(Dataset excerpts begins)

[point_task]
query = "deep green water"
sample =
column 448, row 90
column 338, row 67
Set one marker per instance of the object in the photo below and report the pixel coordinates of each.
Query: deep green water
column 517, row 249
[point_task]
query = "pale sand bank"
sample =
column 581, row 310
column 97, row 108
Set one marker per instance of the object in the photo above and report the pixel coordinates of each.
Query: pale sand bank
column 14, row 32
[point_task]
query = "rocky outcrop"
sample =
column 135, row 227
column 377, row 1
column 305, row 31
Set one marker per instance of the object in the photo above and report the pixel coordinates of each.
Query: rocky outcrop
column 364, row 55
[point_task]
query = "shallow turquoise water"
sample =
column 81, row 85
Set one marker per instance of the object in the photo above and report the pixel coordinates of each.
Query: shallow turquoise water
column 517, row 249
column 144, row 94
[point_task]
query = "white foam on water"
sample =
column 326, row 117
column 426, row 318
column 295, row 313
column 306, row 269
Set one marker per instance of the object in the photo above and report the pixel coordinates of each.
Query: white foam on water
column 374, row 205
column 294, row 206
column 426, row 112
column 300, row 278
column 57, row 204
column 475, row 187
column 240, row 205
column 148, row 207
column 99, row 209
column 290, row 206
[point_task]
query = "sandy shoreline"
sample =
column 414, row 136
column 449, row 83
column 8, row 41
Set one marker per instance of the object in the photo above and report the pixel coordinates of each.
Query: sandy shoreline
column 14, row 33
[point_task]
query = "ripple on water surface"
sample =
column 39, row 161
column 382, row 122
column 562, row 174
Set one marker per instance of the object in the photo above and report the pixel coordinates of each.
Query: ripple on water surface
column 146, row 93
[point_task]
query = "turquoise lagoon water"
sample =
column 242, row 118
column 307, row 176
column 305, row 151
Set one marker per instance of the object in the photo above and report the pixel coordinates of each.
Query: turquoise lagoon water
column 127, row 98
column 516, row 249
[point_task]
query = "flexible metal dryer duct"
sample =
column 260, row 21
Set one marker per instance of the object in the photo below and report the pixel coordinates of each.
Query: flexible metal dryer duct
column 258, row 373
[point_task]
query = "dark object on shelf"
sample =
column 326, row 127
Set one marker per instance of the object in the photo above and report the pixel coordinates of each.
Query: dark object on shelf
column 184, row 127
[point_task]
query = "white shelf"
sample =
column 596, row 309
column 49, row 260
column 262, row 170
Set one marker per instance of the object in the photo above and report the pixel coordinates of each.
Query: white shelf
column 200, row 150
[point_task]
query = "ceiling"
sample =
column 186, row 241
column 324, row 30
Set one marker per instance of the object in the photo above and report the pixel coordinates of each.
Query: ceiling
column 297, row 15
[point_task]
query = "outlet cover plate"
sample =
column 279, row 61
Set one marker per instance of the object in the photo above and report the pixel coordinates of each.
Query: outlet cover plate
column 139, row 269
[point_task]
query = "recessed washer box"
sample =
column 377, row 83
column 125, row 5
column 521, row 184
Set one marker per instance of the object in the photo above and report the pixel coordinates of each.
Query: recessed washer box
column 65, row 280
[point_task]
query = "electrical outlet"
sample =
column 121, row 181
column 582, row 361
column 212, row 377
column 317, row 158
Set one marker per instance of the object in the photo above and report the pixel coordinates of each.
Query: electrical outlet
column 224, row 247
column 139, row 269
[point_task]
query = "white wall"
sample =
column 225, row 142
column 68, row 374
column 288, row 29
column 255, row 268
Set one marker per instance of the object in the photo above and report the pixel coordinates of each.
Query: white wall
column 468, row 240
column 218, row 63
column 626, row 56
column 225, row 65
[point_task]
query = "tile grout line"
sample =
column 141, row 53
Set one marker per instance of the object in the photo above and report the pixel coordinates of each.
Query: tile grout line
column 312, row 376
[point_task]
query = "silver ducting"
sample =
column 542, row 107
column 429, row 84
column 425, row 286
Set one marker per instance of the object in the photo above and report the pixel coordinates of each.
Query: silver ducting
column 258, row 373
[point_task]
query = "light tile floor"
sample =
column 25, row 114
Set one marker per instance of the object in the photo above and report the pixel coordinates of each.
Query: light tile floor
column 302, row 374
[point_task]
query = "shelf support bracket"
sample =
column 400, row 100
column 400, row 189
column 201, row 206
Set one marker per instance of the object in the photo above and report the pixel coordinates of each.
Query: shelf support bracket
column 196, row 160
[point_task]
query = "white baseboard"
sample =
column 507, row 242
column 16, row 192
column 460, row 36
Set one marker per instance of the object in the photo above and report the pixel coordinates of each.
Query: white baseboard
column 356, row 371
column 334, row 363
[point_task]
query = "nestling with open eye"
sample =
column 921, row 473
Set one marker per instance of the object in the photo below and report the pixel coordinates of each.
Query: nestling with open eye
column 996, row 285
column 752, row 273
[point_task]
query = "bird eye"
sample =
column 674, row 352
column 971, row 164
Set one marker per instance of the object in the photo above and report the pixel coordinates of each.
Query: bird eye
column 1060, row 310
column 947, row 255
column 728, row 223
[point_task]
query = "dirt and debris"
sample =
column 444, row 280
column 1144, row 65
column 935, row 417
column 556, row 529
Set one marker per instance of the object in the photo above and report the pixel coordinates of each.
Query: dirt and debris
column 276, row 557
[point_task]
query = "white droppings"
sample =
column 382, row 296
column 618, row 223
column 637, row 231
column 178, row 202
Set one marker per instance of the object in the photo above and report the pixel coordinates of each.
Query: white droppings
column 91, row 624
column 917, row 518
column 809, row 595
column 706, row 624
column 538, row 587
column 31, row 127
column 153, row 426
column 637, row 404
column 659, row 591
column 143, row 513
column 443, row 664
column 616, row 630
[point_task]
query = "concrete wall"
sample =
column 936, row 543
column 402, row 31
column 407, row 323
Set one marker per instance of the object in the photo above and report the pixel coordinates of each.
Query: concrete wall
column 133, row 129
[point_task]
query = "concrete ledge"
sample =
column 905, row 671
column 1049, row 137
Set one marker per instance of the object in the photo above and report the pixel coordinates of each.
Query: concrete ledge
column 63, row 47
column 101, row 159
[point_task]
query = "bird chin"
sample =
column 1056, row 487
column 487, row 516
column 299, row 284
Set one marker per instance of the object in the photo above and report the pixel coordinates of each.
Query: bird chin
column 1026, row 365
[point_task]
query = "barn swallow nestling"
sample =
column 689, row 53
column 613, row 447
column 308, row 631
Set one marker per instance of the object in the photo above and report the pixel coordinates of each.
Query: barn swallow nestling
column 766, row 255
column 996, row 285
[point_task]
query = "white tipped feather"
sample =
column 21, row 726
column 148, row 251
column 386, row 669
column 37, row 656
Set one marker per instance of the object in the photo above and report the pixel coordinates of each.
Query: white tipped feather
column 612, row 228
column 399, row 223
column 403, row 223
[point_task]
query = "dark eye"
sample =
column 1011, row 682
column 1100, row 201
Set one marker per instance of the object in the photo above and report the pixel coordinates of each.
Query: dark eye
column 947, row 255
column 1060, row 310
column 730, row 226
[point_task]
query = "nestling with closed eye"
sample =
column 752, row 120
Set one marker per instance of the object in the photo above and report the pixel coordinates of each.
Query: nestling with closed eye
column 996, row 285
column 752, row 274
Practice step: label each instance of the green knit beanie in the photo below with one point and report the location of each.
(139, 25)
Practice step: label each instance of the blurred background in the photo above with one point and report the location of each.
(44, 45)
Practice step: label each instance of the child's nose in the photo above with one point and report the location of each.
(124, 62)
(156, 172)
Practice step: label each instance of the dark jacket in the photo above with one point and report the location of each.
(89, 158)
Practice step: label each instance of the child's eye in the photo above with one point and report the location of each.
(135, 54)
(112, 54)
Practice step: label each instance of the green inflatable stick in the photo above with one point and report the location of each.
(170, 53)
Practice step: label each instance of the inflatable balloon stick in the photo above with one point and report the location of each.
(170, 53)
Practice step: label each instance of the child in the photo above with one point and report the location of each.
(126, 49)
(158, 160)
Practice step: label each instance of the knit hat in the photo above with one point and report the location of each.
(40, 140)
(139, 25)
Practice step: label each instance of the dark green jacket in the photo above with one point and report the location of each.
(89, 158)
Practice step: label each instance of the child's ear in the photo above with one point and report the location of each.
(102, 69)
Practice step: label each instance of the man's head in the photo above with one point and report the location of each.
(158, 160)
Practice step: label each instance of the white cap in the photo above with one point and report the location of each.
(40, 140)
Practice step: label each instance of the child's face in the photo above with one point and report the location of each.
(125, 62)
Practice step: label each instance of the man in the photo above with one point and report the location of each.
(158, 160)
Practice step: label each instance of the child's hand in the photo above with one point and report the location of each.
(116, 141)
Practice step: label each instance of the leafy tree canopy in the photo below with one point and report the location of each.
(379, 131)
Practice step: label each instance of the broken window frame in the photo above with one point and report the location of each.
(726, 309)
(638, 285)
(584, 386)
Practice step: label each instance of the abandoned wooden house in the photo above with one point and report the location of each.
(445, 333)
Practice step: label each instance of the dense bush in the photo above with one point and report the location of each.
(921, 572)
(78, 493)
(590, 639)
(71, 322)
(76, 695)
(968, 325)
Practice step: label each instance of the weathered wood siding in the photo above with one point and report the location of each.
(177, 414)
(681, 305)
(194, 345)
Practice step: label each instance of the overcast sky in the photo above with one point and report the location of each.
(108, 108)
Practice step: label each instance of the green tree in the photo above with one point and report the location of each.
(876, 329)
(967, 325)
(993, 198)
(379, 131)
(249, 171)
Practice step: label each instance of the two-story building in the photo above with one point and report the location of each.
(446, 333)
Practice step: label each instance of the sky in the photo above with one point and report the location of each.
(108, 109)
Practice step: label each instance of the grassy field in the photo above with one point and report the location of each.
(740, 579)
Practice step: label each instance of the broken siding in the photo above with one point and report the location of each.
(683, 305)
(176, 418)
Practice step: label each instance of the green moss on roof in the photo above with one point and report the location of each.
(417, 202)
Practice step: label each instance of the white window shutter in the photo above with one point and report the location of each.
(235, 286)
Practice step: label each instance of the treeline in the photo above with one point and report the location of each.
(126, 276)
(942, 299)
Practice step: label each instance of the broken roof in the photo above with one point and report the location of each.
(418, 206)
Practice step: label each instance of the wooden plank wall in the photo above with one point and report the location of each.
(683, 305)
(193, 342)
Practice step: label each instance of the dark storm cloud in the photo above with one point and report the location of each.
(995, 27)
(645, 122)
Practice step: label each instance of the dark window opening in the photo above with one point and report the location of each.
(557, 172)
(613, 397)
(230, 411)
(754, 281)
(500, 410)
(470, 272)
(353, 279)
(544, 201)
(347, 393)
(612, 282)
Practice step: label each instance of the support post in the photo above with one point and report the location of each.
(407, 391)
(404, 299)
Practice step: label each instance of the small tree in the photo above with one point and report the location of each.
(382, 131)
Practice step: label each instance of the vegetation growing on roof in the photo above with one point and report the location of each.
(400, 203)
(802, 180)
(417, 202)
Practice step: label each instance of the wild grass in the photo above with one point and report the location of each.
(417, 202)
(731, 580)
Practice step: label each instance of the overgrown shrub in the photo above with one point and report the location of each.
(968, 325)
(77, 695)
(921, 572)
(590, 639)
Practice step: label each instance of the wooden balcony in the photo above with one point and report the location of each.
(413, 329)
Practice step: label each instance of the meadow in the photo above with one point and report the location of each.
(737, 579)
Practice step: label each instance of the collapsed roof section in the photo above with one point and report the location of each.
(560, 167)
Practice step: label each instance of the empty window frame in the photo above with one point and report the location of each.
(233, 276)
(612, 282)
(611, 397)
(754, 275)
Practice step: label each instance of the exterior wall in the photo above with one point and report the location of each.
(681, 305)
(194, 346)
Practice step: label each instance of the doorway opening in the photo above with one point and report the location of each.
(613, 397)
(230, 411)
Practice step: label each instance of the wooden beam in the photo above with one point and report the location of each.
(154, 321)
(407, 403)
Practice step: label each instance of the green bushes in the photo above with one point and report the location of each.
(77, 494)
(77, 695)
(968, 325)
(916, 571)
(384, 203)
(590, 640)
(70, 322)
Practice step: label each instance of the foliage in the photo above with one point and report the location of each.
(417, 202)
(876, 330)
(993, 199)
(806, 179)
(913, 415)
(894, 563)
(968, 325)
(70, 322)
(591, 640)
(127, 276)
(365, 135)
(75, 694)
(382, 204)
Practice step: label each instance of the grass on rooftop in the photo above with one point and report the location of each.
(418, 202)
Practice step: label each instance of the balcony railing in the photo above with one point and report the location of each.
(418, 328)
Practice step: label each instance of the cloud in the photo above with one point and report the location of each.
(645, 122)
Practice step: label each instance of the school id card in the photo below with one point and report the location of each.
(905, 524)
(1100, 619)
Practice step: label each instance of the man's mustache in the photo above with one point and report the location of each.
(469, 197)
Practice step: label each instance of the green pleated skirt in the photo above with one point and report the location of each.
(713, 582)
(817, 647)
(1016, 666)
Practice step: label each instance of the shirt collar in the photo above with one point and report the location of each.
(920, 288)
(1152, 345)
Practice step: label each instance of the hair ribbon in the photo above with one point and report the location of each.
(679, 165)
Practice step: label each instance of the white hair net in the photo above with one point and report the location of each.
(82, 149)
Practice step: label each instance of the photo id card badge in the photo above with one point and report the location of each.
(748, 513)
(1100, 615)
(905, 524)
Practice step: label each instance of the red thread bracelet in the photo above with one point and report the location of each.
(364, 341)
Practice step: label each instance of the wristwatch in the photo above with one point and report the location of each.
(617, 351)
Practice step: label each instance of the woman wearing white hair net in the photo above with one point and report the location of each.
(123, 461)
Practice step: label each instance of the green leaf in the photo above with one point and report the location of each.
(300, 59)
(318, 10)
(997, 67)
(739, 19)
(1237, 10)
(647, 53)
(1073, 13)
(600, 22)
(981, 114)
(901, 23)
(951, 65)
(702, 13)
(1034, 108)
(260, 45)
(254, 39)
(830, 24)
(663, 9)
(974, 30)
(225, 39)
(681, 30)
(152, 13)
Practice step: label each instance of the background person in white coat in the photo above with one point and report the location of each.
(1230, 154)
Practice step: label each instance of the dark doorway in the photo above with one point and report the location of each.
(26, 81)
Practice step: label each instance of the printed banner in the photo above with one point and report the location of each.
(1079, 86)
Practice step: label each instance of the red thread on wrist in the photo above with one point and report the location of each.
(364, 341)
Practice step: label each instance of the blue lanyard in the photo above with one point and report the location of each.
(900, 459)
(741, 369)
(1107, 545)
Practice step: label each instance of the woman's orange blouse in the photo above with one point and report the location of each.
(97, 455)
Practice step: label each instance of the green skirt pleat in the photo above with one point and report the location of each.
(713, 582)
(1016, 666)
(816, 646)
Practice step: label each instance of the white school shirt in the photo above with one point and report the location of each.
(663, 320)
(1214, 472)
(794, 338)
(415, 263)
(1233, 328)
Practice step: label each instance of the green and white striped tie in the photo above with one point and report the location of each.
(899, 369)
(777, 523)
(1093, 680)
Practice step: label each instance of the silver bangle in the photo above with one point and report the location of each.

(Dataset excerpts ends)

Exercise details
Every line from the top of the material above through the line holding "column 305, row 31" should be reproduced word for word, and nothing beyond it.

Your solution
[point_task]
query = "deep green water"
sample =
column 448, row 90
column 338, row 67
Set one marker per instance of the object in the photo below and report the pixel coordinates of each.
Query: deep green water
column 517, row 249
[point_task]
query = "pale sand bank"
sample =
column 581, row 310
column 97, row 108
Set one marker per instance of the object in the photo above and report the pixel coordinates of each.
Query: pale sand bank
column 14, row 32
[point_task]
query = "rocky outcrop"
sample =
column 135, row 227
column 377, row 1
column 305, row 31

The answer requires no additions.